***** DATA PROVIDED *****

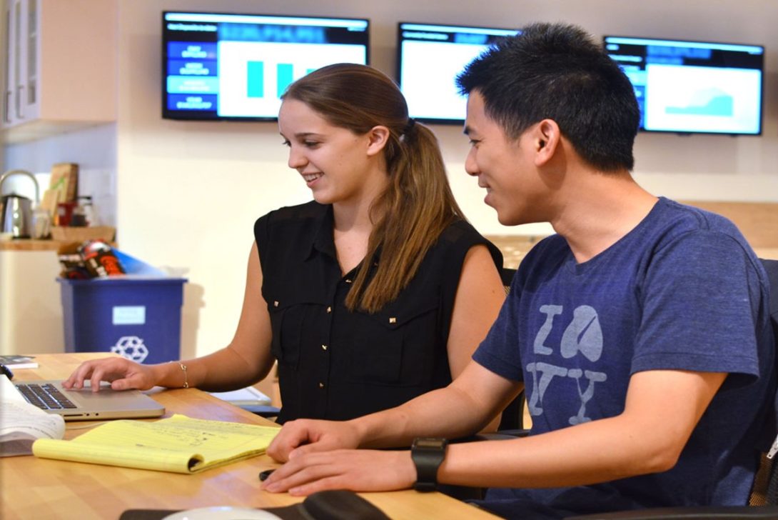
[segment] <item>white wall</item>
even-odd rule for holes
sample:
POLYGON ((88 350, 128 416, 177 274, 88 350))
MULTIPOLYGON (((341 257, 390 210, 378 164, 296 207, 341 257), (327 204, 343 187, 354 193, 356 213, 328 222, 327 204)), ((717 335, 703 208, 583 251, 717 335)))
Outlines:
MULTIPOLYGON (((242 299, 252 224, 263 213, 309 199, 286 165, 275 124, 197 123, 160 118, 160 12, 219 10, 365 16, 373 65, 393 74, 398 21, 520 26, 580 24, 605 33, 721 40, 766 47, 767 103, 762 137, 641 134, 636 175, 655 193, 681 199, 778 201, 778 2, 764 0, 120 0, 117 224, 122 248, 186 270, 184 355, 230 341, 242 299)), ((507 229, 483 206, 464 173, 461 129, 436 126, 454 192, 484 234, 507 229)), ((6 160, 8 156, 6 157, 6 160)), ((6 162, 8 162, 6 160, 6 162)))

*****
***** DATA PROVIDED *****

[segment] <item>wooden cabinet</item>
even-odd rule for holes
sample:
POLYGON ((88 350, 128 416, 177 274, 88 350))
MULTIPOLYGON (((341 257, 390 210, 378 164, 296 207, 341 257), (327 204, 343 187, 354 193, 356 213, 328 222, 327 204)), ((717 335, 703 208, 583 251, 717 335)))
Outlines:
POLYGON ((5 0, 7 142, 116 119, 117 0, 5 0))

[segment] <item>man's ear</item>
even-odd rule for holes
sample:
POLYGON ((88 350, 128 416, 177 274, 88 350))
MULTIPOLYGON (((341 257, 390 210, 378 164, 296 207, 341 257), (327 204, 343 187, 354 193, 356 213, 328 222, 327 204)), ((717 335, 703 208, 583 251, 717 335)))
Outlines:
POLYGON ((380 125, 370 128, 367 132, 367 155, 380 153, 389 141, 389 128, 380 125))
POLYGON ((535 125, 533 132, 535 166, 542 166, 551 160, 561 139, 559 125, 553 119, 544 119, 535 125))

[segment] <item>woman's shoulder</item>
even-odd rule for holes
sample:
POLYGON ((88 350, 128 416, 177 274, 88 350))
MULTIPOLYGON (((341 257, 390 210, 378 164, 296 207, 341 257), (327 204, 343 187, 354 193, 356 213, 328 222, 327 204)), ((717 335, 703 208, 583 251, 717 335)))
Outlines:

*****
***** DATA PROVIDED *****

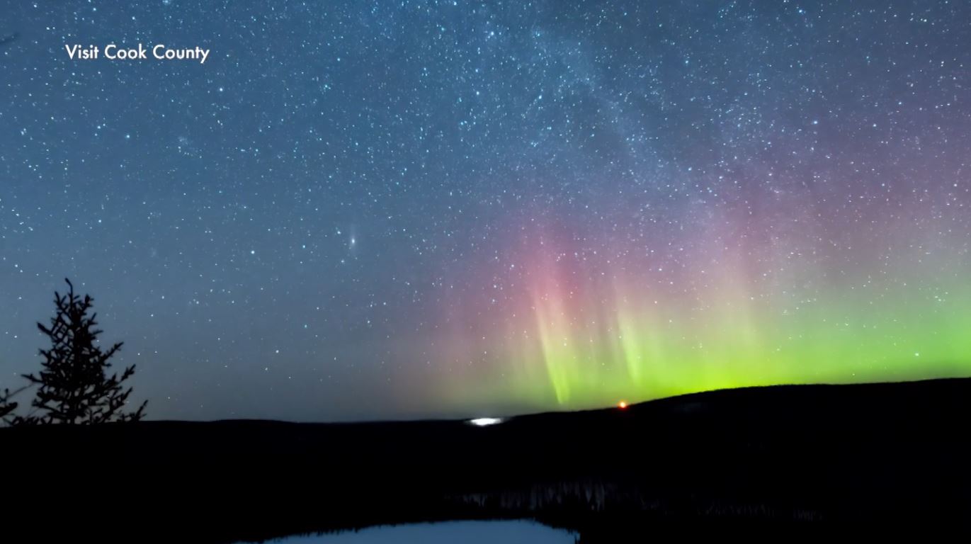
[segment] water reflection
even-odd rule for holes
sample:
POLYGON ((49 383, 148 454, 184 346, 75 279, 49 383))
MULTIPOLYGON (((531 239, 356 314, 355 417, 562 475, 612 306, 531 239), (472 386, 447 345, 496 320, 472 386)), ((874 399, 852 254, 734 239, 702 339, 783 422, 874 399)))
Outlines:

*****

Reproduce the lines starting at the one containing "[segment] <item>wooden cabinet</item>" and ending at the one containing "POLYGON ((5 0, 7 142, 116 119, 117 0, 5 0))", both included.

◆ RESULT OF THIS EXERCISE
[segment] <item>wooden cabinet</item>
even-odd rule for holes
sample:
POLYGON ((88 350, 128 416, 177 274, 88 350))
MULTIPOLYGON (((341 257, 390 210, 378 164, 296 207, 341 257), (327 204, 343 187, 354 193, 356 213, 328 222, 327 204)), ((717 335, 703 208, 583 251, 717 335)))
Outlines:
POLYGON ((5 0, 7 142, 116 119, 117 0, 5 0))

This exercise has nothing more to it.